Information supplied:
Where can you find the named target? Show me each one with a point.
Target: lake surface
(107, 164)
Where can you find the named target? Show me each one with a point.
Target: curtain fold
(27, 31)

Problem details: Every record above is to be copied exactly.

Output for this exercise:
Where can you find the named target? Show me each one with a point.
Target: lake surface
(107, 164)
Where can you find the named target? Show me each one with a point.
Target: curtain fold
(27, 31)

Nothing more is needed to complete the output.